→ Work instructions
**1)** Print the passage of the AmCAT setup text starting at "#> # A tibble: 3" and ending at "Programming Interface (API).".
**2)** Through which two interfaces does the AmCAT setup text say AmCAT can be accessed?

→ Text provided
Besides the comand line, it is possible to download and start the AmCAT containers (Elasticsearch, amcat4, and amcat4client) from R and python:
Start a terminal and navigate to the directory where you downloaded the docker-compose.yml file3:
# docker-compose up --pull="missing" -d
Check if the containers are running with:
# docker ps
#> CONTAINER ID IMAGE COMMAND CREATED STATUS PORTS NAMES
#> 0628bc852c79 ccsamsterdam/amcat4client:0.0.1 "nginx -g 'daemon of…" About a minute ago Up 58 seconds 0.0.0.0:80->5000/tcp, :::80->5000/tcp amcat4client
#> 8134bcd1cbe8 ccsamsterdam/amcat4:0.0.1 "./wait-for-it.sh el…" About a minute ago Up 59 seconds 5000/tcp amcat4
#> 2d59e128e748 docker.elastic.co/elasticsearch/elasticsearch:7.17.7 "/bin/tini -- /usr/l…" About a minute ago Up 59 seconds 9200/tcp, 9300/tcp elastic7
# install the required packages first:
# remotes::install_github("JBGruber/dockr")
# remotes::install_github("ccs-amsterdam/amcat4r")
# amcat4r::run_amcat_docker()
This pulls downloads the default docker-compose.yml
file from the same link as above. If you want to change the file first, just supply the path to the function afterwards:
# amcat4r::run_amcat_docker("docker-compose.yml")
Check if the containers are running with:
# amcat4r::docker_lc()
#> # A tibble: 3 × 5
#> name image status id ports
#> <chr> <chr> <chr> <chr> <list>
#> 1 /amcat4client ccsamsterdam/amcat4client:0.0.1 Up 58 seconds 0628bc852c79b88a9047034cc5a03867e1d00fc… <list>
#> 2 /amcat4 ccsamsterdam/amcat4:0.0.1 Up 59 seconds 8134bcd1cbe82bb6c0cb8beb10df1e3a03ddc8f… <list>
#> 3 /elastic7 docker.elastic.co/elasticsearch/elasticsearch:7.17.7 Up 58 seconds 2d59e128e748fa6ac4f5023945b5b7ab28f7ac2… <list>
# coming soon
It might take a couple of seconds for Elasticsearch to start up.
2.2 Access AmCAT
Great! So far, we told you that you have installed AmCAT, but you cannot see it yet… AmCAT can be accessed via its Graphic User Interface (GUI) and via its Application Programming Interface (API).
For AmCAT to work in Windows and MAC, Docker has to be running, i.e. open Docker Desktop.
2.2.1 Accessing the GUI
Open your favorite browser (e.g. Chrome, Firefox, or Edge) and type: http://localhost/.

→ Record extracts

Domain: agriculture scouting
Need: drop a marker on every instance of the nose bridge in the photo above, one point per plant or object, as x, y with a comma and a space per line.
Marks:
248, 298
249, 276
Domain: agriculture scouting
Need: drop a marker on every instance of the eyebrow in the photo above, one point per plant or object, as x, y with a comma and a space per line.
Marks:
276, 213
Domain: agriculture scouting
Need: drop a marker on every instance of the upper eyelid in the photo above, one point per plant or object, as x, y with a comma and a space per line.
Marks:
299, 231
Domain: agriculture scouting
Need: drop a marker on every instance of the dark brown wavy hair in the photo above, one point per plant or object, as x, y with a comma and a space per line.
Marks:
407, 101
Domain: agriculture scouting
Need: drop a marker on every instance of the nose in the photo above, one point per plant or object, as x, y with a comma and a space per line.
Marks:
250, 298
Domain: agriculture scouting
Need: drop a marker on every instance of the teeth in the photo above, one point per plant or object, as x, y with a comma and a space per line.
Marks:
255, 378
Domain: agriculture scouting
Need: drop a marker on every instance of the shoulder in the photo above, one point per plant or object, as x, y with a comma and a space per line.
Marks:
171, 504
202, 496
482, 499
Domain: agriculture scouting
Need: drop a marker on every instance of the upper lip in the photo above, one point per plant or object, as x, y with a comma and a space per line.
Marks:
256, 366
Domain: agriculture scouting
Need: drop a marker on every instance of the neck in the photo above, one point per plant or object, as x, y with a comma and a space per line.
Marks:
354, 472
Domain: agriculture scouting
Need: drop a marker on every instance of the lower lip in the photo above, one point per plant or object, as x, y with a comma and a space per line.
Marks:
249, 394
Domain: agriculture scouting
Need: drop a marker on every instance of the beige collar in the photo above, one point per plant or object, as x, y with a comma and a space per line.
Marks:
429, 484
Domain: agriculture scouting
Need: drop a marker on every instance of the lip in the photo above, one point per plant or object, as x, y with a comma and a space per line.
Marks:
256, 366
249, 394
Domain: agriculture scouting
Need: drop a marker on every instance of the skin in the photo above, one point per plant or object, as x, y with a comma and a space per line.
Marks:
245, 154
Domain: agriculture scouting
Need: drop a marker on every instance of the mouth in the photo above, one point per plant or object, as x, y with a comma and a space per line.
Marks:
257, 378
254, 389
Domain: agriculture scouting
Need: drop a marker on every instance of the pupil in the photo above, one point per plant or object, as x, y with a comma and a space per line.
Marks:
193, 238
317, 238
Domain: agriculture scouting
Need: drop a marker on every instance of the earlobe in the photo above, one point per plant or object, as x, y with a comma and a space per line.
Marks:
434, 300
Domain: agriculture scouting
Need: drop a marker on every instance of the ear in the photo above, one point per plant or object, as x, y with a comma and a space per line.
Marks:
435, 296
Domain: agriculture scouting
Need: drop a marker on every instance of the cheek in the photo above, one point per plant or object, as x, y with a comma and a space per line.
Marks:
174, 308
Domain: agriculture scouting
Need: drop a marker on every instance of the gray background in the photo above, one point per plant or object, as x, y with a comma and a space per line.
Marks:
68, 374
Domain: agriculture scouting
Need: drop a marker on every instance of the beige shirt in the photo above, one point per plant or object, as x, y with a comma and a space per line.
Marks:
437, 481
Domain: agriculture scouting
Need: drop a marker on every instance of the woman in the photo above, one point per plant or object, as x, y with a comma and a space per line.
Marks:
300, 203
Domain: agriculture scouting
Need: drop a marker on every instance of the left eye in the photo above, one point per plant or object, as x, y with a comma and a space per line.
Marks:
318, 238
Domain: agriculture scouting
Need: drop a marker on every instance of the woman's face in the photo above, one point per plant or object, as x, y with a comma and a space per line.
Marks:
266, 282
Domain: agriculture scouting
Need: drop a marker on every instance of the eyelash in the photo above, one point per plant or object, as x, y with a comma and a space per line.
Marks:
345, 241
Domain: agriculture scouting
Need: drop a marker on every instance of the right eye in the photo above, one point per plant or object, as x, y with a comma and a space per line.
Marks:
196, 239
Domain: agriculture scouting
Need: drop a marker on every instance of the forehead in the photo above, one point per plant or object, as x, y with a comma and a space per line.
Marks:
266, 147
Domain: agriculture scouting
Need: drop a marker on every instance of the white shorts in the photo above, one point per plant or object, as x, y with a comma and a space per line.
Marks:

→ Responses to the tasks
**1)**
#> # A tibble: 3 × 5
#> name image status id ports
#> <chr> <chr> <chr> <chr> <list>
#> 1 /amcat4client ccsamsterdam/amcat4client:0.0.1 Up 58 seconds 0628bc852c79b88a9047034cc5a03867e1d00fc… <list>
#> 2 /amcat4 ccsamsterdam/amcat4:0.0.1 Up 59 seconds 8134bcd1cbe82bb6c0cb8beb10df1e3a03ddc8f… <list>
#> 3 /elastic7 docker.elastic.co/elasticsearch/elasticsearch:7.17.7 Up 58 seconds 2d59e128e748fa6ac4f5023945b5b7ab28f7ac2… <list>
# coming soon
It might take a couple of seconds for Elasticsearch to start up.
2.2 Access AmCAT
Great! So far, we told you that you have installed AmCAT, but you cannot see it yet… AmCAT can be accessed via its Graphic User Interface (GUI) and via its Application Programming Interface (API).

**2)** Its Graphic User Interface (GUI) and its Application Programming Interface (API).